**Quoted text**
★ ★ ★

Back in college, one of my closest chums, Marlo, was from Santa Fe; and nothing was ever spicy enough, for her. Regardless of the cuisine or the restaurant, she always had to have things made spicier; and we would all chuckle about it. Fast forward to one week after my first trip to Santa Fe, and – now that the sensation has returned to my mouth – I get it.
So, I arrive in Santa Fe, and my pal, Katherine Jetter, had come to pick me up, for lunch. As we left the lobby of La Fonda on the Plaza, Katherine asked if I liked Mexican food, and upon hearing my response (“Uh, yes, please!”), we walked the block to Prince Patio; where in 1879, Governor Bradford Prince set-up shop with his family – after purchasing the trio of patios surrounded by eighteen rooms, from the descendants of Captain Diego Arias de Quiros (who had himself been given the land, in 1692, by Charles II of Spain**). Governor Prince’s peeps held onto the property, until the ‘40s; and in 1960, Polly and Thornton Carswell took it over, with their successful restaurant, The Shed (that had outgrown its original location, on Burro Alley).

★ ★ ★

**Given task 1**
Do these statements agree with the Santa Fe passage above? Answer yes or no for each, and quote the words from the passage that decide it.
(a) Katherine Jetter came to pick the narrator up for lunch.
(b) Governor Bradford Prince set up shop at Prince Patio in 1692.
(c) The Shed had outgrown its original location on Burro Alley.
**Given task 2**
According to the Santa Fe passage, why did Polly and Thornton Carswell's restaurant, The Shed, move into the Prince Patio property in 1960? Answer in one to three sentences.

**Recorded data**

★ ★ ★

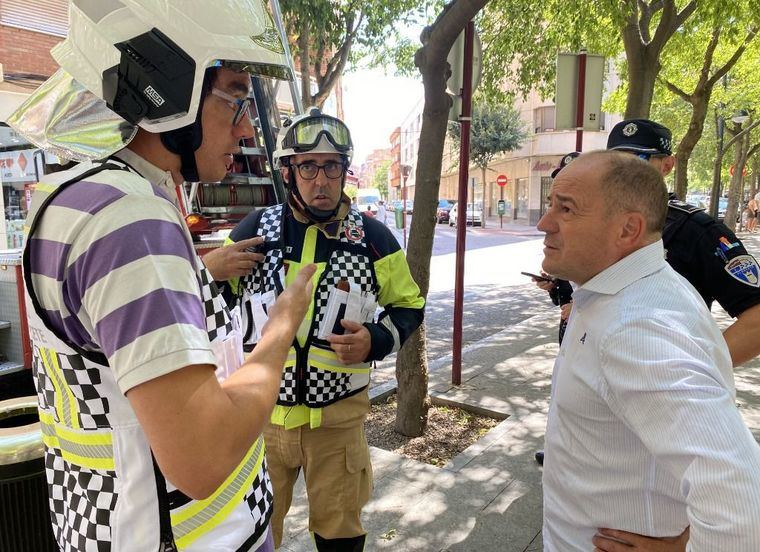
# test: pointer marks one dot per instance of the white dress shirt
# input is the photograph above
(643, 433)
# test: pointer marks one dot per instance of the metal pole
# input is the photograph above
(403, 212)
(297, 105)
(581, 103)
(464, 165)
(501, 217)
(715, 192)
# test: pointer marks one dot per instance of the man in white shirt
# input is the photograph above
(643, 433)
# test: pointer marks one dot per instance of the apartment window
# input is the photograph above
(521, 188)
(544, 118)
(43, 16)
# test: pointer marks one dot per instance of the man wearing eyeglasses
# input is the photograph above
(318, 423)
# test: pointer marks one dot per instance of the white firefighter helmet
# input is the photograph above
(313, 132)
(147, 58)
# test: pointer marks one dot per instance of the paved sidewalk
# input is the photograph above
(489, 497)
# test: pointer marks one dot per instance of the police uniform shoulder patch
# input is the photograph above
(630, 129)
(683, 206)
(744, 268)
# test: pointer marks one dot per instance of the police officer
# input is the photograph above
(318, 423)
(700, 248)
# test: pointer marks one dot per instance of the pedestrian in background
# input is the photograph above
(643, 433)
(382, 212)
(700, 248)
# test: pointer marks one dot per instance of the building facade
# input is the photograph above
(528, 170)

★ ★ ★

**Written reply 1**
(a) Yes: "my pal, Katherine Jetter, had come to pick me up, for lunch"
(b) No: "in 1879, Governor Bradford Prince set-up shop with his family"
(c) Yes: "that had outgrown its original location, on Burro Alley"

**Written reply 2**
The Shed was a successful restaurant that had outgrown its original location on Burro Alley. Because of that, Polly and Thornton Carswell took over the Prince Patio property in 1960.